Page text:

========================================================================

The largest wide-array man made (or at least non natural) structure in the world is in fact an ancient terra formed systems of agricultural-aquaculture canals in Northwestern Botswana and Northeastern Namibia, north of the Kalahari Desert in Southern Africa. Obviously quite ancient, the canal systems no longer provide free flowing water throughout its 105,000 mile array, but many sections show obvious intention to provide cross sectional irrigation.

These canals are too evenly spaced over too large an area to be any kind of natural formation. Based on entry and exit points, it is readily apparent this system is a very large, controlled agronomy array and/or aquaculture system. Its age is defined by the overgrown nature of the canals, as well as some areas that are covered over with drift and sand erosion.

The entire complex covers an area about equal in size to the State of Arizona in the USA. The system is about 350 miles in width and about 300 miles in depth, at least for the remnants still visible.

This system represents roughly 67 MILLION acres of sustainable agriculture. Given the sophistication of design, it is entirely plausible to assume an above average yield, i.e. feeding well over 90 persons per acre on an annual basis. The system may or may not have provided a sustainable aquaculture (marine farming) environment. I have no reason to suspect that it did not. Given the size and scope of this complex, (canals are about 1 mile apart on average) and collectively are roughly 350 X 300 miles in a rough rectangular format. (At least the observable parts) There could be, and probably is, much more to this complex than what is visible to the naked eye. Right now, we can identify ancient cultivation of roughly 105,000 square miles.

========================================================================

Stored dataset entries
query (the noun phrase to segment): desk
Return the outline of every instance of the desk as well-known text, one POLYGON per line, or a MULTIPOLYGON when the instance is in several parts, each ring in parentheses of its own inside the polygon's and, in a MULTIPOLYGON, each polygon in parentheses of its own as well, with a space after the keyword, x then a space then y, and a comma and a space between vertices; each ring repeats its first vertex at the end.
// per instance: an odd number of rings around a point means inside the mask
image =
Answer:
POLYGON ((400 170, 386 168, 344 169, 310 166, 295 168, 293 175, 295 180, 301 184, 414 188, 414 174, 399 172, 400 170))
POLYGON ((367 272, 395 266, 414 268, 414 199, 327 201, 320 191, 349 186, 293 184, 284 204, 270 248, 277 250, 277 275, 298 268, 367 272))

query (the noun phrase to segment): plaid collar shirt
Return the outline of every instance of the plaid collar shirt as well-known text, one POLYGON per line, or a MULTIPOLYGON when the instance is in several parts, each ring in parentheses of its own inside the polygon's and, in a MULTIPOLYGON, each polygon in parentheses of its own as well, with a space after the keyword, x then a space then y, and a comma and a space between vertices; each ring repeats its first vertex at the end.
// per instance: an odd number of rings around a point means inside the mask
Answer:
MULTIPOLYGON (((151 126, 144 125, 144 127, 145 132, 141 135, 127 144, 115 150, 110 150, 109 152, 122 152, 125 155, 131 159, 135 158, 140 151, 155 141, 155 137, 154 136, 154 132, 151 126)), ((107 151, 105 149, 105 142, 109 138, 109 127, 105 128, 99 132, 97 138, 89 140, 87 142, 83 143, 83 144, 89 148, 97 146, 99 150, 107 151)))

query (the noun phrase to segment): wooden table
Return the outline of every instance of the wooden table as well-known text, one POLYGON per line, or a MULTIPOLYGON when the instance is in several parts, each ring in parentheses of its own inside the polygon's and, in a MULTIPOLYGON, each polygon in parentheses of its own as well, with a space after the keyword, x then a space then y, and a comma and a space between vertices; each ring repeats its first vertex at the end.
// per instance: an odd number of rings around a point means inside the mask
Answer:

========================================================================

Problem:
Answer these questions from the canal text above.
(a) Which US state does the text compare the complex to in area?
(b) About how far apart are the canals on average?
(c) What two things does the text say define the system's age?

Expected answer:
(a) Arizona
(b) About 1 mile
(c) The overgrown nature of the canals, and some areas covered over with drift and sand erosion